TRECHO DO DOCUMENTO —
O impacto do uso excessivo de telas em crianças pequenas tem gerado crescente preocupação entre especialistas e pais, especialmente após relatos como o de Nadia David Peres, uma médica de 45 anos que percebeu mudanças drásticas no comportamento de seu filho, Breno, de 3 anos. “As telas são um veneno. Eu não sabia o mal que estava fazendo ao meu próprio filho”, desabafa Peres, que, por meses, permitiu que o menino passasse até seis horas diárias assistindo desenhos em dispositivos como celular e tablet, enquanto ela conciliava o trabalho remoto com os cuidados domésticos.
A rotina de Peres, que incluía atendimentos à distância como médica, a levou a recorrer às telas para manter Breno entretido. “Muitas vezes, para conseguir trabalhar, precisava deixá-lo no celular ou no tablet. Ele ficava ali quietinho, assistindo”, conta. No entanto, em março de 2025, uma carta da escola de Breno trouxe um alerta preocupante: o menino exibia comportamentos que se assemelhavam a sintomas típicos do transtorno do espectro autista (TEA), como falta de contato visual, agressividade com colegas, birras excessivas, recusa alimentar e dificuldade de concentração. “Ele mordia, batia, não se concentrava em nenhuma atividade e não podia ser contrariado”, lista a mãe.
Embora Peres já notasse essas características em casa, o comunicado escolar foi decisivo para buscar ajuda. Após consulta com uma neuropediatra, a médica descobriu que a exposição prolongada às telas poderia estar por trás dos comportamentos de Breno. A especialista recomendou a interrupção total do uso de dispositivos eletrônicos, e os resultados surpreenderam. “Em duas semanas, Breno passou a interagir mais, deixou de agredir os colegas, diminuiu as birras, começou a comer de tudo e está muito mais feliz”, relata Peres.

Evidências científicas e debates
O caso de Breno não é isolado. Um estudo publicado em 2025 na revista JAMA Pediatrics (DOI: 10.1001/jamapediatrics.2024.5456) examinou a associação entre o tempo de tela em crianças menores de 3 anos e alterações no desenvolvimento sensorial, sugerindo que a exposição excessiva pode levar a comportamentos que se confundem com TEA, como dificuldades na interação social e regulação emocional. A pesquisa, conduzida pela Universidade da Califórnia, apontou que crianças expostas a mais de 2 horas diárias de telas apresentavam maior risco de desenvolver respostas sensoriais atípicas, frequentemente interpretadas como sinais de autismo.

DADOS APRESENTADOS —

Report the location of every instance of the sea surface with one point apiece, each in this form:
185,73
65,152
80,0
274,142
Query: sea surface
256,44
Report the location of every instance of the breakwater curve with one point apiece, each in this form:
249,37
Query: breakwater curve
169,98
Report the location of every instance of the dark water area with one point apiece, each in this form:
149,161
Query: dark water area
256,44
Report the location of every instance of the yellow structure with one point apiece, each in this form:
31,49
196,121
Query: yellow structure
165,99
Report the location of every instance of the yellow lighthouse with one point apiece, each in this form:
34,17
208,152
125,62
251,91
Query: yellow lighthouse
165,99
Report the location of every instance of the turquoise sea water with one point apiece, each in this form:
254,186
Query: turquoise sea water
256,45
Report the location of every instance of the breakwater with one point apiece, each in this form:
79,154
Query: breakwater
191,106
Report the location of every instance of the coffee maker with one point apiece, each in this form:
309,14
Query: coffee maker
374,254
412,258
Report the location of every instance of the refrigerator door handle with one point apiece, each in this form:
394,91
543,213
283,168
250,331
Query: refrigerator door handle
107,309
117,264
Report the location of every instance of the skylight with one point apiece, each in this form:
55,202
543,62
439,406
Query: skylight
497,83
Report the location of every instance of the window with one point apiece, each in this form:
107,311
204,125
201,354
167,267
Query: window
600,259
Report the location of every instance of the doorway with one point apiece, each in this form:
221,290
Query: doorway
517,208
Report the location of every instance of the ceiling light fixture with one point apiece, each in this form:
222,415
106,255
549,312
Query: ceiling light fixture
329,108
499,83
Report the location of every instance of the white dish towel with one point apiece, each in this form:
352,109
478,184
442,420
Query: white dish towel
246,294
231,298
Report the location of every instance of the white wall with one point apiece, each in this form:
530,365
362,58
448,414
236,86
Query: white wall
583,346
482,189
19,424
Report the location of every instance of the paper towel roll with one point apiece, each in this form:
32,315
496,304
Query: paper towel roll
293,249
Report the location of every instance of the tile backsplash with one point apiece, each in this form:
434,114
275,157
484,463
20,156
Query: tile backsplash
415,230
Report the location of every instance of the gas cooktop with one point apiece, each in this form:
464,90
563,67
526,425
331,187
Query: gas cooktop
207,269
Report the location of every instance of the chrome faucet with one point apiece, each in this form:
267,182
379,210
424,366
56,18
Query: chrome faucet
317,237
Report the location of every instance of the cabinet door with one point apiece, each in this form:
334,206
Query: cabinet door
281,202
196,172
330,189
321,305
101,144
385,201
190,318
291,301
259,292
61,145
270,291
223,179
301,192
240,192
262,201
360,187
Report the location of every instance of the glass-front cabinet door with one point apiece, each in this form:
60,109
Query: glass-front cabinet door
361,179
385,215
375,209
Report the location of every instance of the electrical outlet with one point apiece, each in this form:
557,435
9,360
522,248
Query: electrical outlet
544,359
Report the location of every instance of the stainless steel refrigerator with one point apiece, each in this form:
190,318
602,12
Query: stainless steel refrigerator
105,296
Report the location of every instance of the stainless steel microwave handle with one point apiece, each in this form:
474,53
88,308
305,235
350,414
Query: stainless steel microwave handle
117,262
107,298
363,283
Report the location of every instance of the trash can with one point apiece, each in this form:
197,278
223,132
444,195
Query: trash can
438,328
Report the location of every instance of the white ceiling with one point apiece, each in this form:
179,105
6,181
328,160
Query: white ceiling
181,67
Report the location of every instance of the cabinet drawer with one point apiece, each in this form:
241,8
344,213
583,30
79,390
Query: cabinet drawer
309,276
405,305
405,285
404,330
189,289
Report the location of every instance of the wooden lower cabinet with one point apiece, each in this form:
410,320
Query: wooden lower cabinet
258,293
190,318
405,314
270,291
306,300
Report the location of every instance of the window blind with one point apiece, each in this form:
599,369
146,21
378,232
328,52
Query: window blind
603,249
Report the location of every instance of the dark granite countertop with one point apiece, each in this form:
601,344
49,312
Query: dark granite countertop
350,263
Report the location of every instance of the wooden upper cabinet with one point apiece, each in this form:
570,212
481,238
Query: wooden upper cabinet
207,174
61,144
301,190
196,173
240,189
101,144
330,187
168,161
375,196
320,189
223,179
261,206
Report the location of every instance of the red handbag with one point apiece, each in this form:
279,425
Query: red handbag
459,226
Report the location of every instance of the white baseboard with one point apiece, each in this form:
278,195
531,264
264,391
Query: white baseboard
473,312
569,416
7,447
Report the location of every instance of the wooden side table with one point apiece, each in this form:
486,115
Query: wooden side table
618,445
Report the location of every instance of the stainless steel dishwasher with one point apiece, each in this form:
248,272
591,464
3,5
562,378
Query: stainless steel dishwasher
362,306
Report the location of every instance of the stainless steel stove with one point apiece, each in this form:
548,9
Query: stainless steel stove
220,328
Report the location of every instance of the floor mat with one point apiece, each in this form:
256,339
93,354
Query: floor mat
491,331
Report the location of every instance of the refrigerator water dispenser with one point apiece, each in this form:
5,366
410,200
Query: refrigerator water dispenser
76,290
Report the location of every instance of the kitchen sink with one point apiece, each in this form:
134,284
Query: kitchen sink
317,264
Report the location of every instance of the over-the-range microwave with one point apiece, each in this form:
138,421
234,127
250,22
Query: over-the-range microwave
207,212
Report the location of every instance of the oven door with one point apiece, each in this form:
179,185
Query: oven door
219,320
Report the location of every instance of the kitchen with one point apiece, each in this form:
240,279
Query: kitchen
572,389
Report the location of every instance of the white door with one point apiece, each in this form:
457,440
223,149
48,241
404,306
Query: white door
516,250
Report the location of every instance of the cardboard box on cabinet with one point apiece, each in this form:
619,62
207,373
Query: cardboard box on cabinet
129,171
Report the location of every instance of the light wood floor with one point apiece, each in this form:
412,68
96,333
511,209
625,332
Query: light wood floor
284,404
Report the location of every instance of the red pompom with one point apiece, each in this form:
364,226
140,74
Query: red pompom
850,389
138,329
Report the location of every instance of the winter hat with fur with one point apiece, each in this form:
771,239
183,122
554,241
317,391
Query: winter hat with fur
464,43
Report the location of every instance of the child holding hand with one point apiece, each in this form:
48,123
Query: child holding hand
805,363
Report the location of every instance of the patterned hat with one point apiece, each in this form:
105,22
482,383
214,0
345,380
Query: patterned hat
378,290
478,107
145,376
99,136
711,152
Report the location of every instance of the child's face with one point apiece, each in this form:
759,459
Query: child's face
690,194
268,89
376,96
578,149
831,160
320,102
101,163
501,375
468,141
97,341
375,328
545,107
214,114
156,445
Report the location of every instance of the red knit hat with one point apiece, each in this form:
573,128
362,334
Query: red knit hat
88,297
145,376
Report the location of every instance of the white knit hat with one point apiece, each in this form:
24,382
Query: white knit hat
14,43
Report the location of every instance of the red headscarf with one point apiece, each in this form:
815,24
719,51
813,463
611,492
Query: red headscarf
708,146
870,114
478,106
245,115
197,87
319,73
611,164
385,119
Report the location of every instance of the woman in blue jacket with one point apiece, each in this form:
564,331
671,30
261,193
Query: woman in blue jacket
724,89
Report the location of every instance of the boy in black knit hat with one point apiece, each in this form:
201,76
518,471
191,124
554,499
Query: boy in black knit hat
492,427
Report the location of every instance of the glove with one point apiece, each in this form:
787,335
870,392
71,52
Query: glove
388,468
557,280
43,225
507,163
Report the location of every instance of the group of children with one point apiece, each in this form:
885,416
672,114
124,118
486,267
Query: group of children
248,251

TAREFA PROPOSTA — Dê continuidade ao texto sobre o uso excessivo de telas em crianças pequenas, começando logo após a última frase apresentada.

RESPOSTA DO EXERCÍCIO —
A neuropediatra Dra. Ana Clara Mendes, consultada para esta matéria, explica que o uso prolongado de telas pode sobrecarregar o cérebro em desenvolvimento, afetando áreas responsáveis pela regulação emocional e social. “Crianças pequenas precisam de estímulos variados e interações humanas para desenvolver habilidades sociais. As telas, quando usadas excessivamente, substituem essas experiências e podem gerar comportamentos que imitam condições como o TEA”, afirma. No entanto, ela alerta que esses sintomas não indicam um diagnóstico de autismo, mas sim uma resposta ao ambiente que pode ser revertida com intervenções adequadas, como no caso de Breno.

Um alerta para os pais
A Organização Mundial da Saúde (OMS) recomenda que crianças menores de 2 anos não tenham contato com telas e que, até os 5 anos, o uso seja limitado a 1 hora por dia, preferencialmente com supervisão. Apesar disso, um estudo do Instituto Brasileiro de Geografia e Estatística (IBGE) de 2023 revelou que 68% das crianças brasileiras entre 0 e 4 anos têm acesso regular a dispositivos eletrônicos, muitas vezes como “babás digitais” para aliviar a sobrecarga dos pais.
O caso de Nadia e Breno serve como um alerta para os riscos do uso indiscriminado de telas. “Eu realmente não fazia ideia de quão errados estávamos”, reflete Peres, que agora prioriza atividades ao ar livre e interações presenciais com o filho. A experiência da família reforça a importância de equilibrar tecnologia e desenvolvimento infantil, um desafio cada vez mais urgente em um mundo hiperconectado.